─── Document segment

Topological Sort
| Key points of topological sorting algorithm |
|---|
| - Topological sort represents a linear ordering of vertices in a Directed Acyclic Graph (DAG) meeting some prerequisite rules. - Rule for topological sorting : Vertex with no incoming edges is accessed first followed by the vertices on the outgoing paths. Example 1 : In the below graph vertex 1 has no incoming edges and can be reached before 3, 6, 0, 5, 2 and 4. Example 2 : In the below graph vertex 0 has no incoming edges and can be reached before 5, 2, 1, 3, 6 and 4.  Topological sorting using DFS - A topologically sorted order could be found by doing a DFS on the graph. While doing a DFS, a stack is maintained to store the nodes in a reverse topologically sorted order. A node is pushed into the stack only after all the adjacent nodes on its outgoing edges are visited. When the DFS ends, the nodes are popped off the stack to get a topologically sorted order. |
Algorithm : Topological Sort ( Graph G, Source_Vertex S )
- Mark the source vertex S as visited.
- For every vertex V adjacent to the source vertex S.
- If the vertex V is not visited, then
- Topological Sort ( Graph G, Source_Vertex V )
- Push the source vertex S into the stack STK.
Printing the topological sorting order
- While the stack STK is not empty.
- Print the vertex V at the stack ( STK ) top.
- Pop the vertex V at the stack ( STK ) top.

──────

- [Instruction] In the topological sort page, when is a node pushed onto the stack during the DFS?

─── Excerpted data

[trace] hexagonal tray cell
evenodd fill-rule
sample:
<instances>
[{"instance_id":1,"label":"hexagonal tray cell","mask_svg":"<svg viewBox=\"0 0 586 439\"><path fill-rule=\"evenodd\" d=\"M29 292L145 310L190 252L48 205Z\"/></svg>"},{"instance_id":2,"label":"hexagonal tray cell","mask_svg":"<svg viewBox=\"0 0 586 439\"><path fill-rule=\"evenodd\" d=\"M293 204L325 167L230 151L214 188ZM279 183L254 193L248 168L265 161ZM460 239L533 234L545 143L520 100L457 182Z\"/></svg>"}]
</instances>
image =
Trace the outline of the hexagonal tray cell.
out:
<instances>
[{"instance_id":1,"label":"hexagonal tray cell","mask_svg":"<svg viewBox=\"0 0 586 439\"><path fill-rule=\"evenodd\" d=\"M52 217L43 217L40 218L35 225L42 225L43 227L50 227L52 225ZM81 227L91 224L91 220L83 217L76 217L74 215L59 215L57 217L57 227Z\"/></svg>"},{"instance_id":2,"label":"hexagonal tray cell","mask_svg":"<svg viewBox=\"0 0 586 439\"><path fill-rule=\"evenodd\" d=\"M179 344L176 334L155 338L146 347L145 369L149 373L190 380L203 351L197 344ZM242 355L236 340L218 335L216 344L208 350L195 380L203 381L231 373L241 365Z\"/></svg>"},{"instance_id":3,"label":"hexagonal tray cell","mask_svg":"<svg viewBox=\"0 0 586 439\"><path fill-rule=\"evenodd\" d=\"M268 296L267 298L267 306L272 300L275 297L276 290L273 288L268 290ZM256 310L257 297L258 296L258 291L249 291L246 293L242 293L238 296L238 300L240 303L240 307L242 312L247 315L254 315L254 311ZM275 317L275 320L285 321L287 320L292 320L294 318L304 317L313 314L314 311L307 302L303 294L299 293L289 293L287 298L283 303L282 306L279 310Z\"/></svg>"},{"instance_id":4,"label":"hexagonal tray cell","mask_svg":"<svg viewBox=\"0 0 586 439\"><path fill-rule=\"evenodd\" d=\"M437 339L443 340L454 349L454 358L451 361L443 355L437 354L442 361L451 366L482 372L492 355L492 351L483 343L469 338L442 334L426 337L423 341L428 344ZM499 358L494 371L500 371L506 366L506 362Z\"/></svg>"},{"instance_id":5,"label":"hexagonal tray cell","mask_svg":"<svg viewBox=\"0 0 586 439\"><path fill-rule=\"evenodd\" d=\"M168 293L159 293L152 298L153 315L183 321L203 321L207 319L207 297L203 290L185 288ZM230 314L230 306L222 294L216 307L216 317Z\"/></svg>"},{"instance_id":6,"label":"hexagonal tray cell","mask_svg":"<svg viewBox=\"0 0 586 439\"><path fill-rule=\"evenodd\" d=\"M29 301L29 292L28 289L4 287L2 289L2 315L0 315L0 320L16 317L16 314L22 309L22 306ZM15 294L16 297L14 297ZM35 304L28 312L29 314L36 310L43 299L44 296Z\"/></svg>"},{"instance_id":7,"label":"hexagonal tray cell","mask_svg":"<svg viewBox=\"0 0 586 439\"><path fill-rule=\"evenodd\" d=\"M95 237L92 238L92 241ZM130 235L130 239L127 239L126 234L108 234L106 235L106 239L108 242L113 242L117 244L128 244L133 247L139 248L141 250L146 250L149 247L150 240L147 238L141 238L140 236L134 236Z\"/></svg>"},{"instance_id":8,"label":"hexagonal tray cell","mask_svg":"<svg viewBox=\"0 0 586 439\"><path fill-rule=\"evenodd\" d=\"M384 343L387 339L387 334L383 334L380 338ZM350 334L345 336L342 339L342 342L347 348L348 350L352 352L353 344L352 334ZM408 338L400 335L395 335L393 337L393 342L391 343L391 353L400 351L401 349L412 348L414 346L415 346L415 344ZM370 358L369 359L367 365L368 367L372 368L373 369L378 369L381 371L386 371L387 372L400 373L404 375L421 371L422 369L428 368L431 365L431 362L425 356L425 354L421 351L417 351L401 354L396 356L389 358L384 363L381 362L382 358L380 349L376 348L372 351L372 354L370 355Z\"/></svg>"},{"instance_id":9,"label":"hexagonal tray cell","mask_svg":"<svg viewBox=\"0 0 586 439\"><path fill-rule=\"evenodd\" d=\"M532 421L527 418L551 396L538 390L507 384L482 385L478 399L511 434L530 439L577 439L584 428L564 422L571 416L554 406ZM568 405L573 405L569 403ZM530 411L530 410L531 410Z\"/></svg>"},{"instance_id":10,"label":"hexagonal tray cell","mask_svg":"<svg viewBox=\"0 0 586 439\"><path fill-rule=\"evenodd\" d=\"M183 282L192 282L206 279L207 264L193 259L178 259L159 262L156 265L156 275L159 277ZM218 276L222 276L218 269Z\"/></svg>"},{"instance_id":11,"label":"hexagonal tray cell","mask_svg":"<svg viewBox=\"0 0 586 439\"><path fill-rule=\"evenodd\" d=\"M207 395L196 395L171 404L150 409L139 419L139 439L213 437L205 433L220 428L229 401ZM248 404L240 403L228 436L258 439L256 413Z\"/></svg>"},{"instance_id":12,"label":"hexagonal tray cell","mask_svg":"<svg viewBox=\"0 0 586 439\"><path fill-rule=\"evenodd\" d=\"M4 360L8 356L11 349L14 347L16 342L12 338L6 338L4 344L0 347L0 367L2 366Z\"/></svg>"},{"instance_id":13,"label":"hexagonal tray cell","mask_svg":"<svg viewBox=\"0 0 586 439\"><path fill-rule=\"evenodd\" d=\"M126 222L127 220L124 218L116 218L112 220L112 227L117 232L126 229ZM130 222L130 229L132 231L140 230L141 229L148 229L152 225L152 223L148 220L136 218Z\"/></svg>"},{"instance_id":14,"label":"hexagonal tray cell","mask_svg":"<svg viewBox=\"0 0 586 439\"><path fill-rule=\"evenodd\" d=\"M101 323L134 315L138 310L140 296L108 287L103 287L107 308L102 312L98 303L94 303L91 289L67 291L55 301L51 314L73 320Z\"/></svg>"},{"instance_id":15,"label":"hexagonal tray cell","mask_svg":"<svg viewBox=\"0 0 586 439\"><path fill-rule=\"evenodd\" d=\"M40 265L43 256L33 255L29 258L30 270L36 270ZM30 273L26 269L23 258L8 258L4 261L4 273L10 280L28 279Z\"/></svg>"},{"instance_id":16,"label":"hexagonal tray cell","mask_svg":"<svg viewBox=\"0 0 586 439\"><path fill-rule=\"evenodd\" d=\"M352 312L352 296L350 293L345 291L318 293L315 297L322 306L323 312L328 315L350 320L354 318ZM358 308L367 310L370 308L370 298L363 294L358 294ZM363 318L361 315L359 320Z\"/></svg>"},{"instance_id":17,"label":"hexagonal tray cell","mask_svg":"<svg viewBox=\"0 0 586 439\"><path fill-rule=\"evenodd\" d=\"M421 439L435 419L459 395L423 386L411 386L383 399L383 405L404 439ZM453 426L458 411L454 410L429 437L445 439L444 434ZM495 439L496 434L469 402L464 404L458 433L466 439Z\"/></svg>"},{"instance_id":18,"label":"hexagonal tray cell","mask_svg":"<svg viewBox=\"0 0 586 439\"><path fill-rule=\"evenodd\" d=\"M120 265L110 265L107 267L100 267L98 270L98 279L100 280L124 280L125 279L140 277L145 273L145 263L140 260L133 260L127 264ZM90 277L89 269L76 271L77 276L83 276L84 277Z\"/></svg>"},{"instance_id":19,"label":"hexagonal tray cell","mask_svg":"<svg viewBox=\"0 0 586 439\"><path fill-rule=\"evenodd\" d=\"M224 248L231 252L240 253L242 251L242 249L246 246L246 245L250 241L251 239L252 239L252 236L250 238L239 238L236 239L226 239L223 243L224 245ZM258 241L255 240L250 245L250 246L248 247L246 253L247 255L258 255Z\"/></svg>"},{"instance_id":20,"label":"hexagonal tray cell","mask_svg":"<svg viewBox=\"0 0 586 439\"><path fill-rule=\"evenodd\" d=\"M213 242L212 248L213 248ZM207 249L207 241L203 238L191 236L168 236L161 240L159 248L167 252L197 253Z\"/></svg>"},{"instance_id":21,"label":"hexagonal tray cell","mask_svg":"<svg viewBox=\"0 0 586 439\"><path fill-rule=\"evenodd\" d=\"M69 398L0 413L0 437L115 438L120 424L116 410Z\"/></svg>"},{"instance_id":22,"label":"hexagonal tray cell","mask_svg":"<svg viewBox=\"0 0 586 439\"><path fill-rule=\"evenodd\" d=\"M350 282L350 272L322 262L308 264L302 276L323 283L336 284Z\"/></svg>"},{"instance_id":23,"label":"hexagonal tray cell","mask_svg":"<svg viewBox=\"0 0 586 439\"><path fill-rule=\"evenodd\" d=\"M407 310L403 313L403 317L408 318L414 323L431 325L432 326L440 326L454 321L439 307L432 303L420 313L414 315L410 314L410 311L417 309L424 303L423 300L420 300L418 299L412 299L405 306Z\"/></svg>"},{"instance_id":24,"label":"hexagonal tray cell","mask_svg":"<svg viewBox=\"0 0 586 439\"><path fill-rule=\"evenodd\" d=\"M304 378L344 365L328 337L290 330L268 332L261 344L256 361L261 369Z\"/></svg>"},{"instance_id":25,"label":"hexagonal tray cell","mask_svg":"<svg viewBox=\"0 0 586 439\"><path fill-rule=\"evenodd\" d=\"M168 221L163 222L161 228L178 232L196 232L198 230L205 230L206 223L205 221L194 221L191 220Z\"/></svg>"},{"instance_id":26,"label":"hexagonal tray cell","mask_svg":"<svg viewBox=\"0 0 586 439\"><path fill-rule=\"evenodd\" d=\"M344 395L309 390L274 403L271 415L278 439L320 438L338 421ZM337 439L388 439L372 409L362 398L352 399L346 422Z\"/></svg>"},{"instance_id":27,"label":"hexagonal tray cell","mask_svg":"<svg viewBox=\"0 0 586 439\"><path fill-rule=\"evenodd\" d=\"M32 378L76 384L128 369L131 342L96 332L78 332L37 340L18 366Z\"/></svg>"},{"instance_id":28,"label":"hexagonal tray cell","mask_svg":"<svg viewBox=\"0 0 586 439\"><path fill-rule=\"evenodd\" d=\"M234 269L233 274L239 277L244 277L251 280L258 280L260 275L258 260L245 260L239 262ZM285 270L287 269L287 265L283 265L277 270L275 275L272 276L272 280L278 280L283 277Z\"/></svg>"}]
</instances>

──────

- [Written answer] Only after all the adjacent nodes on its outgoing edges have been visited.